WHAT YOU HAVE TO DO: Can you add 108 to every coordinate in the answers of the records, starting at the line that contains "Spot the couch armrest" and ending with the final record? Write out all of those lines again, with each request copied unchanged.

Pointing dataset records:
===============
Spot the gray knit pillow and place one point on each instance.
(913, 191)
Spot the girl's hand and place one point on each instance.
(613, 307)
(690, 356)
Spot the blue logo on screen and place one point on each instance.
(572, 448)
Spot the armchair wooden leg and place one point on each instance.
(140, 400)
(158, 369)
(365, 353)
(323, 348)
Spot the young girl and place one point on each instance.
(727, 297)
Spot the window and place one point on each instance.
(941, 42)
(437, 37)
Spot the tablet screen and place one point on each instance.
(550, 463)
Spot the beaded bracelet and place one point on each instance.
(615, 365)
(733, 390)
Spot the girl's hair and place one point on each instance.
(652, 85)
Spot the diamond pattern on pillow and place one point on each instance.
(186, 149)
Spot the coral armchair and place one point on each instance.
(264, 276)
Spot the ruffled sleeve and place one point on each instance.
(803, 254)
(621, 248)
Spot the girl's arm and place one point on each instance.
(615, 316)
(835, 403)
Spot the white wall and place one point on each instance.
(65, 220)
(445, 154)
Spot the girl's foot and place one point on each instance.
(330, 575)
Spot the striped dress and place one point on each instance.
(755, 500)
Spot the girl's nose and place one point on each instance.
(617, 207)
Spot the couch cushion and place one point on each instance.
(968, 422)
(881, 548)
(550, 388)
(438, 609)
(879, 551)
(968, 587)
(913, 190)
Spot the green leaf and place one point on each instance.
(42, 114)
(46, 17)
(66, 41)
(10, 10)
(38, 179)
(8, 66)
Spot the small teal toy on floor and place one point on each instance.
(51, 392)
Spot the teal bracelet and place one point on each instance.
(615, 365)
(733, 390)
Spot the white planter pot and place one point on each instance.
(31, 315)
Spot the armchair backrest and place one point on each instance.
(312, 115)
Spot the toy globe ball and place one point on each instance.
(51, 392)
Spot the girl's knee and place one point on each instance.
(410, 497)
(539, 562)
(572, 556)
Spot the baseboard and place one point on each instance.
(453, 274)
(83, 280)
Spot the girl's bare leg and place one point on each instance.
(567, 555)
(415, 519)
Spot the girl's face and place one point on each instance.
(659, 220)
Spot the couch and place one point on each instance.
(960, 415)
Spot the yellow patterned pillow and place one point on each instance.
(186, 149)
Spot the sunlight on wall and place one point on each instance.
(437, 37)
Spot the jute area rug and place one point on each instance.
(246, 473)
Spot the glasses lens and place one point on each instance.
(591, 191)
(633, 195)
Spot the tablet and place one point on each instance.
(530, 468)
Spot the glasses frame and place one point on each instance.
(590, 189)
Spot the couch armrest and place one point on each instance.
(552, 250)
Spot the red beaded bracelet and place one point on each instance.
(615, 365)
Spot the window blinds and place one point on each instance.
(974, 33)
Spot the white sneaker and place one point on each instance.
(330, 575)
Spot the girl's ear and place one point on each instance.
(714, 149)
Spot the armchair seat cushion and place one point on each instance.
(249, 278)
===============
RESPONSE BELOW:
Spot the couch armrest and place one point on each instance.
(660, 358)
Spot the red beaded bracelet and place one point on each instance.
(723, 473)
Spot the window blinds and place one point on each instance.
(1082, 141)
Spot the white sneaker and place one point on each instance.
(438, 683)
Spot the girl's ear and place one point on each instance.
(822, 257)
Spot the armchair seat cushion and place one point on each instance.
(357, 386)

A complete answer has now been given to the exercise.